### ACTIVITY:
One line at a time, check the entries below for the word "white", and copy each line that has it.

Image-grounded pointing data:
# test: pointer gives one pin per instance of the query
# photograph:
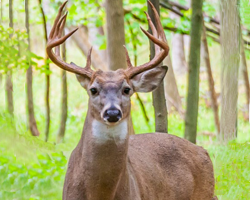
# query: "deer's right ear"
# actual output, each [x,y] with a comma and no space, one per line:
[149,80]
[83,80]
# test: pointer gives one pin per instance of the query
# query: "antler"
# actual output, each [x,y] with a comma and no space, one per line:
[161,46]
[55,39]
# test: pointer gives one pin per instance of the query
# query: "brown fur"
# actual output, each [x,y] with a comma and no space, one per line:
[154,166]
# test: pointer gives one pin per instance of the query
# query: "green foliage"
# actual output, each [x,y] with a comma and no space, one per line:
[14,52]
[232,170]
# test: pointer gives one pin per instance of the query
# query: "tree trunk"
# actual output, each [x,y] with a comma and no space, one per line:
[81,39]
[47,76]
[178,52]
[115,34]
[193,71]
[31,116]
[9,84]
[171,89]
[230,48]
[64,100]
[213,95]
[116,39]
[245,75]
[159,101]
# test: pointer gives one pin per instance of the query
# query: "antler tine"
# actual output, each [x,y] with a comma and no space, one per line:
[158,22]
[161,45]
[128,58]
[88,64]
[154,31]
[57,19]
[56,39]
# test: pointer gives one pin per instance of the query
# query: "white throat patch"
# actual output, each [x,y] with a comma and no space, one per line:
[103,133]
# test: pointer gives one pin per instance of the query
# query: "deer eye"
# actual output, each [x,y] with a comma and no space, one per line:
[126,90]
[93,91]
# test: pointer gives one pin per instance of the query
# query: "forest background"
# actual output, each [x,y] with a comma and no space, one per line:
[34,167]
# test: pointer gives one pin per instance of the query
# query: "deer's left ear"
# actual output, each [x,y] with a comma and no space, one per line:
[149,80]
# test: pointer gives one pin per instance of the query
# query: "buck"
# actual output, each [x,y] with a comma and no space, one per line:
[111,164]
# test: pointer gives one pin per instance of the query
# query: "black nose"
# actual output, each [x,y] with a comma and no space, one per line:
[112,115]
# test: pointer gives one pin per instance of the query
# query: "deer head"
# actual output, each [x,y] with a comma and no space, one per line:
[109,92]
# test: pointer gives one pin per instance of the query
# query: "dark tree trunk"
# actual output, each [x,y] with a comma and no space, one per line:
[115,34]
[47,78]
[64,100]
[245,75]
[213,95]
[81,39]
[159,100]
[193,72]
[31,116]
[171,89]
[116,38]
[9,84]
[230,37]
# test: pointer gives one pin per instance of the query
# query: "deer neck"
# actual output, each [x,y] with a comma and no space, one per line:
[105,151]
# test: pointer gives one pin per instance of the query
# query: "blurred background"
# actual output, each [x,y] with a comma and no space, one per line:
[42,108]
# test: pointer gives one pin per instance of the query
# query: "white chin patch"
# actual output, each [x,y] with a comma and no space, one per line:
[104,133]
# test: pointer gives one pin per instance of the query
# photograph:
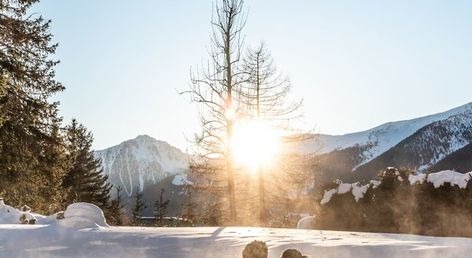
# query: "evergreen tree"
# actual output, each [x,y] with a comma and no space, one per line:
[160,208]
[138,207]
[32,161]
[85,179]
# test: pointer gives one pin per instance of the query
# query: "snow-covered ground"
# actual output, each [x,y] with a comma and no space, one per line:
[53,241]
[81,231]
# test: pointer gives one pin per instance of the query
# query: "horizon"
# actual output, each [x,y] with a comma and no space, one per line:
[336,55]
[367,129]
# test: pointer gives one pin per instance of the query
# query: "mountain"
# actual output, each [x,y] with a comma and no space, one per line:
[141,162]
[378,139]
[460,161]
[425,147]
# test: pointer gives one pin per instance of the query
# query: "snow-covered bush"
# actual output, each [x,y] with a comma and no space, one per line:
[77,215]
[10,215]
[435,204]
[307,222]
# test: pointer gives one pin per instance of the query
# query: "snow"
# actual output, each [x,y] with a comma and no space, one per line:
[358,191]
[180,179]
[328,195]
[381,138]
[77,215]
[223,242]
[307,222]
[141,161]
[375,183]
[448,176]
[344,188]
[437,179]
[416,179]
[83,232]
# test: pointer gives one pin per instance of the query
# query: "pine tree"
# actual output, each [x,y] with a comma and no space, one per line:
[215,88]
[138,207]
[160,208]
[32,160]
[85,179]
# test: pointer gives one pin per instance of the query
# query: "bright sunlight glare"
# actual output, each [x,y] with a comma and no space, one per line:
[255,144]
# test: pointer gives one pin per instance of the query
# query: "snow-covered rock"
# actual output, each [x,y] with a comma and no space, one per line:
[307,222]
[83,215]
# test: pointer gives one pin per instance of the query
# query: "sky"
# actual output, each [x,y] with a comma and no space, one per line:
[356,64]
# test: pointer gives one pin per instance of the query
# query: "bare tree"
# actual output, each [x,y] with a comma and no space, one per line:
[215,88]
[266,97]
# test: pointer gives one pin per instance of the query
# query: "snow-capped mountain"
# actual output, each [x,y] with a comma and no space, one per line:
[141,161]
[426,147]
[378,139]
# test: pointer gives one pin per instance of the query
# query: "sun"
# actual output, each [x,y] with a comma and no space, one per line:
[255,144]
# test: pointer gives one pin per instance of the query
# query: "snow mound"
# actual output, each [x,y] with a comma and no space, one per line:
[448,176]
[83,215]
[307,222]
[416,178]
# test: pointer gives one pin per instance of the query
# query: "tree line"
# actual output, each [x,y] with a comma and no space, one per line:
[42,164]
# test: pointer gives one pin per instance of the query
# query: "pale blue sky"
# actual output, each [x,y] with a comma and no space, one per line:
[357,64]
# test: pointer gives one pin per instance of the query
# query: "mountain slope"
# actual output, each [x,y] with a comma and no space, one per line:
[460,161]
[378,139]
[140,162]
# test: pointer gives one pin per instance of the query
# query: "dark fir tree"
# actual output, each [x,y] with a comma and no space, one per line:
[32,160]
[160,208]
[138,207]
[84,180]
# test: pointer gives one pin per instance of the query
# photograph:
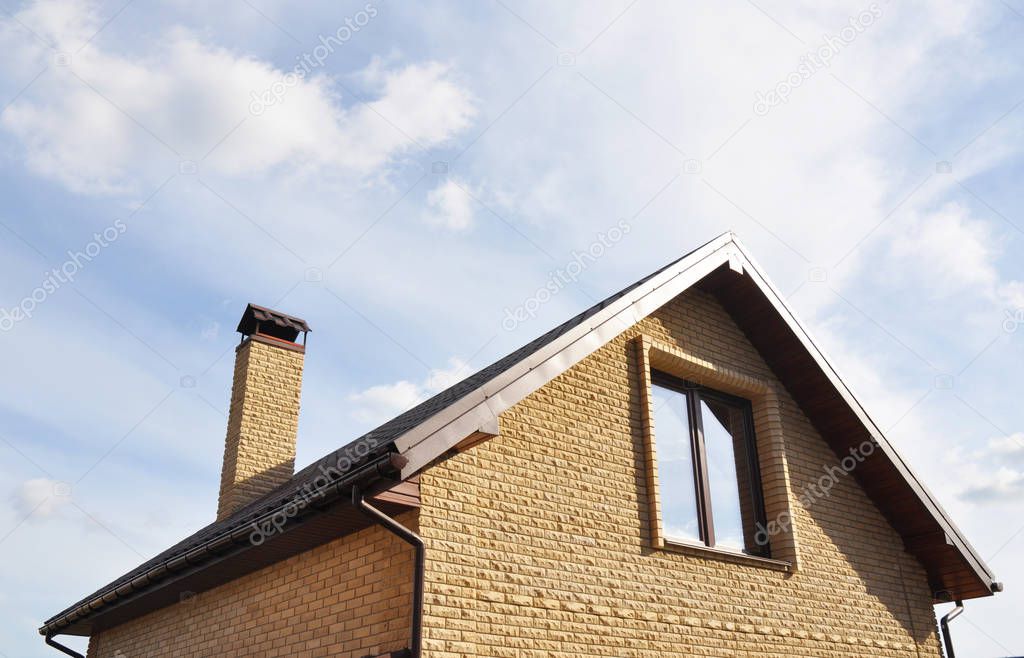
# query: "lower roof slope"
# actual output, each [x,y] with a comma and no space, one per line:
[431,428]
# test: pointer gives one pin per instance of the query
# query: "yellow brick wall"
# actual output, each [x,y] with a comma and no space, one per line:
[539,543]
[348,599]
[263,420]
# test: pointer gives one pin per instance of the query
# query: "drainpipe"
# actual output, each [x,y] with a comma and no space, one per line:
[414,539]
[61,648]
[944,622]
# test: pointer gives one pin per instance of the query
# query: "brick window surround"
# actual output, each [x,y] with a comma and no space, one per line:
[770,448]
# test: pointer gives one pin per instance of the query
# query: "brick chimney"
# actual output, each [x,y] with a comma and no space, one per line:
[263,420]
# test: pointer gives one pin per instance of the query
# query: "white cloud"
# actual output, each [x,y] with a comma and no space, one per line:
[380,403]
[951,252]
[449,206]
[41,497]
[109,119]
[996,472]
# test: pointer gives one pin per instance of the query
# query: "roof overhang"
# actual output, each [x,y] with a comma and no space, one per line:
[724,267]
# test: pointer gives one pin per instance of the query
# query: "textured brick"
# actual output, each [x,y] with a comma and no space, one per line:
[540,543]
[556,509]
[262,422]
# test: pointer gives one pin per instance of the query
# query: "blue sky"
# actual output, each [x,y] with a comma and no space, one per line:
[427,173]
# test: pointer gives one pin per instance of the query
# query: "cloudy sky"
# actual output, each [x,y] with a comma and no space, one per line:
[408,176]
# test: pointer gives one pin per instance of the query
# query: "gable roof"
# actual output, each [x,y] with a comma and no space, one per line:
[429,430]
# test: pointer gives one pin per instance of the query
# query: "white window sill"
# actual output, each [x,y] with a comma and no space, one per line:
[725,555]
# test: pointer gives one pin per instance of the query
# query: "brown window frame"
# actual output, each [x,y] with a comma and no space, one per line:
[693,392]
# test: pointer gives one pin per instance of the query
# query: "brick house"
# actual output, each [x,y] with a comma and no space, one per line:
[676,471]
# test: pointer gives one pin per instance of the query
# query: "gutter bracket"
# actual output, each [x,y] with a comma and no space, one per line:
[67,650]
[944,623]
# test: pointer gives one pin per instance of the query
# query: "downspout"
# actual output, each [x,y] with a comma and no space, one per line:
[410,537]
[61,648]
[944,622]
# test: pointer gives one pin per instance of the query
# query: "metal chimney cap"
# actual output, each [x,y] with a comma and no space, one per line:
[259,319]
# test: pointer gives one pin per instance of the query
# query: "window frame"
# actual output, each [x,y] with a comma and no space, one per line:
[693,393]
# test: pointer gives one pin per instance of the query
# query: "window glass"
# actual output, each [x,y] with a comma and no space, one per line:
[675,465]
[727,478]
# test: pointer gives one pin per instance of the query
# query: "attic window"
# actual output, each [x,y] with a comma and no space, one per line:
[708,469]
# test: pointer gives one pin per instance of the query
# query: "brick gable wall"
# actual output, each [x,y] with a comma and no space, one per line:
[539,540]
[349,598]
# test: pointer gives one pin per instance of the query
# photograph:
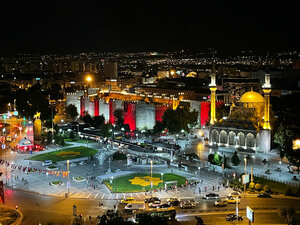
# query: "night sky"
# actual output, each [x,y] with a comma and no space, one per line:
[71,27]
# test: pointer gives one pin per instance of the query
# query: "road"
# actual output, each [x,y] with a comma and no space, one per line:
[261,217]
[44,209]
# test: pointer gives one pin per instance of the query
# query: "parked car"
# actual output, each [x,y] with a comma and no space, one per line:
[232,200]
[154,204]
[211,196]
[235,194]
[188,205]
[127,200]
[264,195]
[233,217]
[151,199]
[135,206]
[47,163]
[173,201]
[221,203]
[163,206]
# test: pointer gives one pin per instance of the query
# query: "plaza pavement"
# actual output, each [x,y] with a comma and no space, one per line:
[92,189]
[39,182]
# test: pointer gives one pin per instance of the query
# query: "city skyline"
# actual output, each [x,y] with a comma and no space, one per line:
[49,27]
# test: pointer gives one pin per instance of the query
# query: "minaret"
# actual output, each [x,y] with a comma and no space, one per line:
[267,89]
[213,88]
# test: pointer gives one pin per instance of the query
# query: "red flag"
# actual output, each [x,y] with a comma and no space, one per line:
[2,192]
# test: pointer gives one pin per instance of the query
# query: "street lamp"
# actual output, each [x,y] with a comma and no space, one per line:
[245,159]
[151,163]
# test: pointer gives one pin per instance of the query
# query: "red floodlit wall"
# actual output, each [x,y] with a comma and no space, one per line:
[112,107]
[205,109]
[129,115]
[205,106]
[82,106]
[96,107]
[159,112]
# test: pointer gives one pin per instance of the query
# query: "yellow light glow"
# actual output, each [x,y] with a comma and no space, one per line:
[88,78]
[296,144]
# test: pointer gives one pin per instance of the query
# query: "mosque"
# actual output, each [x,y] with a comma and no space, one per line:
[247,127]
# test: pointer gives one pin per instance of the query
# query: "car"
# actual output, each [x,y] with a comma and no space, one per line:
[47,163]
[127,200]
[235,194]
[233,217]
[221,203]
[264,195]
[232,200]
[188,205]
[154,204]
[211,196]
[163,206]
[151,199]
[135,206]
[173,201]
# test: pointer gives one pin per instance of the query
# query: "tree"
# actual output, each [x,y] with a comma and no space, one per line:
[158,127]
[179,119]
[288,214]
[88,119]
[98,121]
[235,160]
[119,115]
[71,112]
[281,137]
[105,130]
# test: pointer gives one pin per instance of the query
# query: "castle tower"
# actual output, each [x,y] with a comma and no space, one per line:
[213,88]
[267,90]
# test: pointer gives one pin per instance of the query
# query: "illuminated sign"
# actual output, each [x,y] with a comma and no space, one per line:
[245,179]
[250,214]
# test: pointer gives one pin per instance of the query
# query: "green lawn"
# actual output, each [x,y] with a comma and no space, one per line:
[7,216]
[273,185]
[79,141]
[122,184]
[65,154]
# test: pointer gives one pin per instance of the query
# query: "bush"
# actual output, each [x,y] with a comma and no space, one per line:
[258,186]
[266,188]
[298,192]
[251,185]
[289,192]
[235,160]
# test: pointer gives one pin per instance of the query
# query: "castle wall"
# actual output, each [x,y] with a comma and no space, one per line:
[145,116]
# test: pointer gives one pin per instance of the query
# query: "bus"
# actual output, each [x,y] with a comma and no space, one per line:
[168,213]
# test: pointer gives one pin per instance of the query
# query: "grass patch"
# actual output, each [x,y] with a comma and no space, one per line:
[7,216]
[123,184]
[273,185]
[65,154]
[57,182]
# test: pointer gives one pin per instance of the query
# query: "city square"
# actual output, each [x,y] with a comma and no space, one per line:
[152,113]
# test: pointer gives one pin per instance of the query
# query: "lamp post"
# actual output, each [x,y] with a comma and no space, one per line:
[245,159]
[68,184]
[151,163]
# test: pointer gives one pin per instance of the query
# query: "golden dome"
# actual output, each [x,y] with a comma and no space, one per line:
[252,96]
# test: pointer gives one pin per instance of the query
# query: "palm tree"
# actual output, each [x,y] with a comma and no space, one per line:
[288,214]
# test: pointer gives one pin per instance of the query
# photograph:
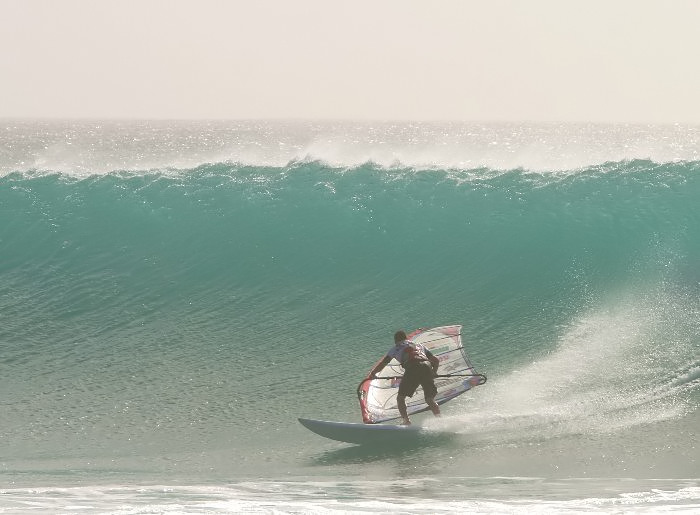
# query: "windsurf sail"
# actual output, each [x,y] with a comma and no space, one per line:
[456,375]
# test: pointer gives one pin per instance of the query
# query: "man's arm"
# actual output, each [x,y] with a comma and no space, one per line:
[378,368]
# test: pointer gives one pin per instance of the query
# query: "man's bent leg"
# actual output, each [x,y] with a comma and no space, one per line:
[401,402]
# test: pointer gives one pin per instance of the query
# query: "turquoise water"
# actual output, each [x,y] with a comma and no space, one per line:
[175,295]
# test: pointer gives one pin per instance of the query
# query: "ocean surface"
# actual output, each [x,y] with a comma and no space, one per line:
[173,295]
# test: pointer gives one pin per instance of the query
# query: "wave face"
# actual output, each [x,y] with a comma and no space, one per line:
[183,315]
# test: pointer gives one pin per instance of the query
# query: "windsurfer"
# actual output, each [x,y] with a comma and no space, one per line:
[420,367]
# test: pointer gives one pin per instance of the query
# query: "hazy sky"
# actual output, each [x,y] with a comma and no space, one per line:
[475,60]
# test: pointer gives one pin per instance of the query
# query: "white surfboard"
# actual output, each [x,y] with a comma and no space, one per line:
[366,434]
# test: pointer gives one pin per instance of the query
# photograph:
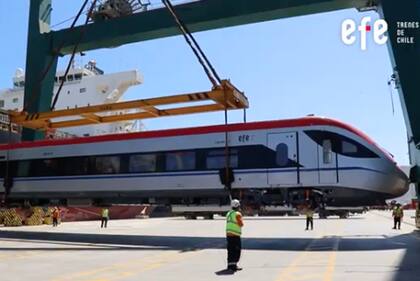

### EXERCISE OUTPUT:
# query: "white throat patch"
# query: "white chin patch"
# query: "white cloud"
# query: "white window sill"
# query: "white surfboard"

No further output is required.